Copy out every one of the entries below word for word, omitting the pictures.

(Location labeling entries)

#####

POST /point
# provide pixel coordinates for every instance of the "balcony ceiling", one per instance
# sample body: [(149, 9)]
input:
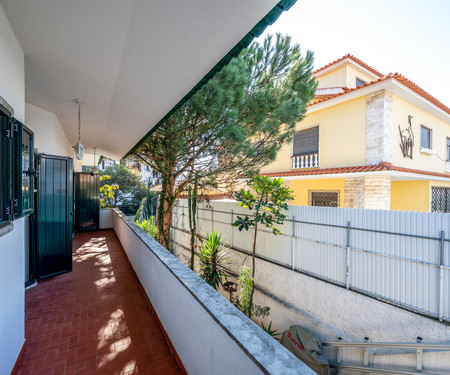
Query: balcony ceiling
[(130, 61)]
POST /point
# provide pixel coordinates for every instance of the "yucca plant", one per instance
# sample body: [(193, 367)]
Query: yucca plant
[(213, 259)]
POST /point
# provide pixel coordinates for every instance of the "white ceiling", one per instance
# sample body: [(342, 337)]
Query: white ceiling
[(131, 61)]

#####

- EXERCISE ANSWER
POST /point
# provide pixel coordinates for every instance of the "balcony ceiling", one per instance
# sample body: [(149, 9)]
input:
Query: balcony ceiling
[(130, 61)]
POST /point
# provide pixel coordinates for every instance of the "yucca plant", one per instance
# sample body: [(193, 367)]
Query: yucca plant
[(213, 259)]
POST /point
# provide pixel coordinates for every instance of the "white ceiling", one per instance
# sample body: [(342, 337)]
Query: white ceiling
[(131, 61)]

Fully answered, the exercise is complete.